*DIRECTION*
Substitute "locate" for "indicate" throughout the rows below, keeping every other word and character unchanged.

---- GIVEN INFORMATION

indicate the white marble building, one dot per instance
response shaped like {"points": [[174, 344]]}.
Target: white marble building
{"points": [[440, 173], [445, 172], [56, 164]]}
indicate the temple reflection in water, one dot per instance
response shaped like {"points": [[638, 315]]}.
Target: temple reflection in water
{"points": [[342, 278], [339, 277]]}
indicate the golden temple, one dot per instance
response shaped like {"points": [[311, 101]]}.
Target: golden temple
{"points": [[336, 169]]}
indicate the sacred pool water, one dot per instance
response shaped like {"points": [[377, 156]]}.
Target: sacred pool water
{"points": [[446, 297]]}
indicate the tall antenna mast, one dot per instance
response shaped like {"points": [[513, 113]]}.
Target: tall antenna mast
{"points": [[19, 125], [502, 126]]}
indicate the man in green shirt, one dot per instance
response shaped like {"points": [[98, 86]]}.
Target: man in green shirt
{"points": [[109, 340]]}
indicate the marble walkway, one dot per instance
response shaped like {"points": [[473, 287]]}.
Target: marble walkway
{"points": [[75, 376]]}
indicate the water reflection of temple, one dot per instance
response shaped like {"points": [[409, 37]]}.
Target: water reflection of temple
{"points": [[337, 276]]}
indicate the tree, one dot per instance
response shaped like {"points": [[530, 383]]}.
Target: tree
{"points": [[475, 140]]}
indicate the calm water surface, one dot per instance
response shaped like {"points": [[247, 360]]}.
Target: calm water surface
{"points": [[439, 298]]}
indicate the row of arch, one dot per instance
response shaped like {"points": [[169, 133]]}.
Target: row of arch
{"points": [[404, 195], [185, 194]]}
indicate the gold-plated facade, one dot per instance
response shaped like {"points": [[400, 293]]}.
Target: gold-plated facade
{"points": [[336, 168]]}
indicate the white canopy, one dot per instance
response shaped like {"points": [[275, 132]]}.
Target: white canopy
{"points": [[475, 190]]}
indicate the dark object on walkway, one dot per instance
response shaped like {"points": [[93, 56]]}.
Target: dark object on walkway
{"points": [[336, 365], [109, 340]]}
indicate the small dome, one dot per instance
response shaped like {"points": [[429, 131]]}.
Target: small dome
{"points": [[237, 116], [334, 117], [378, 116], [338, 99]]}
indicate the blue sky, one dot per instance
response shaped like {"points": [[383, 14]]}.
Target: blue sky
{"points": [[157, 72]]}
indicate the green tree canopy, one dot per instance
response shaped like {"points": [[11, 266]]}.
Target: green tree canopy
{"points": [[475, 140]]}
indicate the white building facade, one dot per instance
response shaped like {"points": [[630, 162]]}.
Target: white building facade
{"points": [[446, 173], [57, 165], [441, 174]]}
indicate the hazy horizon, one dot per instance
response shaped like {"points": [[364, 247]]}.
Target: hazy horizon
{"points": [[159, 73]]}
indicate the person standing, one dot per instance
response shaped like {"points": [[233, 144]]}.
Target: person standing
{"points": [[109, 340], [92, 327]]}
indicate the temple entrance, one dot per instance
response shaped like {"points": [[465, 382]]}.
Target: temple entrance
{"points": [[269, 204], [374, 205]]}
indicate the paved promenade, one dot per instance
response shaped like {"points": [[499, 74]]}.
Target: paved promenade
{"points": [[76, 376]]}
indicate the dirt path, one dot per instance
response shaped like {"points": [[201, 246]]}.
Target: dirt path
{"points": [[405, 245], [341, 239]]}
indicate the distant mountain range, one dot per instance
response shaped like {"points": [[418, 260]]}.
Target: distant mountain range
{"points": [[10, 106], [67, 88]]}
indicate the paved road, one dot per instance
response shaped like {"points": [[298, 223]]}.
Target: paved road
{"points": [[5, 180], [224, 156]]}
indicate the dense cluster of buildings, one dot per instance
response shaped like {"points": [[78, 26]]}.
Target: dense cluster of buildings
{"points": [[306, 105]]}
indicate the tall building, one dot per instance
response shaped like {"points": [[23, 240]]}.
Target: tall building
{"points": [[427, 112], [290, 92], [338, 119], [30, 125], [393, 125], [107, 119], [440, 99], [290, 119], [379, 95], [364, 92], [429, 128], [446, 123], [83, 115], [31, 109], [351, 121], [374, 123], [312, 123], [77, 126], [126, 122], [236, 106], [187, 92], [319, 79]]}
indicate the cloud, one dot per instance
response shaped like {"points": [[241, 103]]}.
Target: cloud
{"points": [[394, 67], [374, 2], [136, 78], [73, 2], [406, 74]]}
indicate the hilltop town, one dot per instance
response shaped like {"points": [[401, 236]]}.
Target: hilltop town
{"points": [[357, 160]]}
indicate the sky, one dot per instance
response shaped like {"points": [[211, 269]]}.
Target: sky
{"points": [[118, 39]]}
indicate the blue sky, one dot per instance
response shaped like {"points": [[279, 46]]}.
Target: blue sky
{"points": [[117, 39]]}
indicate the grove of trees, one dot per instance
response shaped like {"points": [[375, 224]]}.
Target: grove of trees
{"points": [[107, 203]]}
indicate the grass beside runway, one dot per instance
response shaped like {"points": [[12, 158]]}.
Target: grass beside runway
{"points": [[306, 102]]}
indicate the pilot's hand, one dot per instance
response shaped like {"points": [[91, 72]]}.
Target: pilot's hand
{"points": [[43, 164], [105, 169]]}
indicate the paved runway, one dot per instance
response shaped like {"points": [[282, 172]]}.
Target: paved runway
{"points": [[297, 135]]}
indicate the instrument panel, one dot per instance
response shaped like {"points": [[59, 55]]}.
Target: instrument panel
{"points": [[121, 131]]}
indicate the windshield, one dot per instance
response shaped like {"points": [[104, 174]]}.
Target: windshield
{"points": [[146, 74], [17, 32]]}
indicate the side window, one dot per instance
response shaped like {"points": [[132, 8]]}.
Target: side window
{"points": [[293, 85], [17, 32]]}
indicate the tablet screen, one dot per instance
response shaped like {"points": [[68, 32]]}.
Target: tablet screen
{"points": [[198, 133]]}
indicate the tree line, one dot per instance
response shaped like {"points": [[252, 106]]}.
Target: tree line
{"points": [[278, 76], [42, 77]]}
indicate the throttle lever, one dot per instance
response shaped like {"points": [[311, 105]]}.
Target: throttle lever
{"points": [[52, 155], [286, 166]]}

--------

*RESPONSE FOR THIS EXERCISE*
locate the white marble building, one dot per instance
response shaped like {"points": [[174, 344]]}.
Target: white marble building
{"points": [[440, 173], [445, 172], [56, 164]]}
locate the temple reflection in water, one dot per instance
response shaped like {"points": [[638, 315]]}.
Target: temple reflection in water
{"points": [[342, 278], [339, 277]]}
locate the golden temple, one dot per instance
response shaped like {"points": [[311, 101]]}.
Target: golden temple
{"points": [[336, 169]]}
locate the sacred pool water, one dot per instance
response shaped like {"points": [[377, 156]]}.
Target: sacred pool water
{"points": [[446, 297]]}
locate the tall antenna mast, one dot per instance
response shaped like {"points": [[513, 113]]}.
Target: tall antenna mast
{"points": [[19, 125], [502, 126]]}
locate the man in green shirt, one dot per instance
response shaped like {"points": [[98, 86]]}.
Target: man in green shirt
{"points": [[109, 340]]}
locate the marble walkway, one dot per instance
response shaped like {"points": [[473, 287]]}.
Target: marble walkway
{"points": [[75, 376]]}
locate the water reflection of temple, one dot per instance
response shaped like {"points": [[409, 37]]}.
Target: water reflection of temple
{"points": [[337, 276]]}
locate the tree, one dot per instance
response shaped like {"points": [[530, 383]]}.
Target: tree
{"points": [[475, 140]]}
locate the calm water surface, one dot per instance
response shaped like {"points": [[247, 360]]}.
Target: calm water surface
{"points": [[439, 298]]}
locate the row of arch, one dot per instance
response shaped like {"points": [[169, 133]]}.
Target: row of arch
{"points": [[404, 195], [185, 194]]}
locate the gold-plated facade, one dot per instance
response shaped like {"points": [[400, 293]]}.
Target: gold-plated facade
{"points": [[336, 168]]}
locate the white canopy, one dot per instance
response shaped like {"points": [[275, 132]]}.
Target: white canopy
{"points": [[475, 190]]}
locate the dark object on walkway, one dot per instance
response shaped like {"points": [[93, 56]]}.
Target: dark object on walkway
{"points": [[336, 365], [109, 340]]}
locate the small dome, one dot per instance
response shaped like {"points": [[429, 131]]}.
Target: small dome
{"points": [[237, 116], [334, 117], [378, 116], [338, 99]]}
locate the blue sky, one dot per instance
response shaped like {"points": [[383, 14]]}.
Target: blue sky
{"points": [[157, 72]]}
locate the green tree canopy, one dot per instance
response shaped like {"points": [[11, 266]]}.
Target: green tree canopy
{"points": [[475, 140]]}
locate the white building facade, one dot per instance
response shaped like {"points": [[630, 162]]}.
Target: white building facade
{"points": [[446, 173], [57, 165], [441, 174]]}
locate the hazy horizon, one dot per instance
response shaped like {"points": [[364, 247]]}.
Target: hazy horizon
{"points": [[159, 73]]}
locate the person standing, one dot per instance
response shaped like {"points": [[233, 144]]}.
Target: person standing
{"points": [[109, 340], [92, 327]]}
locate the temple entrance, one dot per instance
response shaped like {"points": [[465, 382]]}.
Target: temple entrance
{"points": [[269, 204], [374, 205]]}
locate the paved promenade, one dot per instance
response shaped like {"points": [[499, 74]]}.
Target: paved promenade
{"points": [[76, 376]]}
locate the dirt path, one dot per instance
response shaped like {"points": [[201, 246]]}.
Target: dirt path
{"points": [[405, 245], [341, 239]]}
locate the distant mountain range, one dot per instance
response shaped like {"points": [[418, 260]]}.
Target: distant mountain range
{"points": [[10, 106], [67, 88]]}
locate the paved road, one dot per instance
response shaped like {"points": [[298, 223]]}.
Target: paved road
{"points": [[5, 180], [224, 156]]}
locate the dense cluster of buildings, one dot per instance
response shaped like {"points": [[78, 26]]}.
Target: dense cluster of buildings
{"points": [[306, 105]]}
locate the tall building, one dot per instance
response shaped like {"points": [[23, 240]]}.
Target: tall building
{"points": [[427, 112], [290, 92], [338, 119], [30, 125], [393, 125], [107, 119], [440, 99], [290, 119], [379, 95], [364, 92], [429, 128], [446, 123], [83, 115], [31, 109], [351, 121], [374, 123], [312, 123], [77, 126], [126, 122], [236, 106], [187, 92], [319, 79]]}
locate the cloud, one dot per instance
response shaped like {"points": [[241, 103]]}.
Target: cloud
{"points": [[394, 67], [374, 2], [136, 78], [73, 2], [406, 74]]}
locate the hilltop town, one dot per instance
response shaped like {"points": [[401, 236]]}.
Target: hilltop town
{"points": [[357, 160]]}
locate the sky, one dot per instance
response shaped like {"points": [[211, 269]]}.
Target: sky
{"points": [[118, 39]]}
locate the blue sky, one dot per instance
response shaped like {"points": [[279, 46]]}.
Target: blue sky
{"points": [[117, 39]]}
locate the grove of trees, one dot per instance
response shaped like {"points": [[375, 224]]}.
Target: grove of trees
{"points": [[107, 203]]}
locate the grass beside runway, one dot per instance
response shaped like {"points": [[12, 158]]}.
Target: grass beside runway
{"points": [[306, 102]]}
locate the pilot's hand, one dot per instance
response shaped like {"points": [[91, 72]]}.
Target: pilot's hand
{"points": [[43, 164], [105, 169]]}
locate the paved runway, one dot per instance
response shaped like {"points": [[282, 172]]}.
Target: paved runway
{"points": [[297, 135]]}
locate the instrument panel, one dot per instance
response shaped like {"points": [[59, 55]]}.
Target: instrument panel
{"points": [[121, 131]]}
locate the windshield, one dot per instance
response shaped like {"points": [[104, 174]]}.
Target: windshield
{"points": [[146, 74], [17, 32]]}
locate the side window, one dot per instance
response shaped like {"points": [[132, 8]]}.
Target: side window
{"points": [[293, 85], [17, 32]]}
locate the tablet screen, one dot per instance
response shaped like {"points": [[68, 32]]}.
Target: tablet screen
{"points": [[198, 133]]}
locate the tree line, one dot per instance
response shaped like {"points": [[252, 106]]}.
Target: tree line
{"points": [[278, 76], [42, 77]]}
locate the throttle lever, one dot per instance
response shaped like {"points": [[311, 105]]}.
Target: throttle lever
{"points": [[52, 155], [286, 166]]}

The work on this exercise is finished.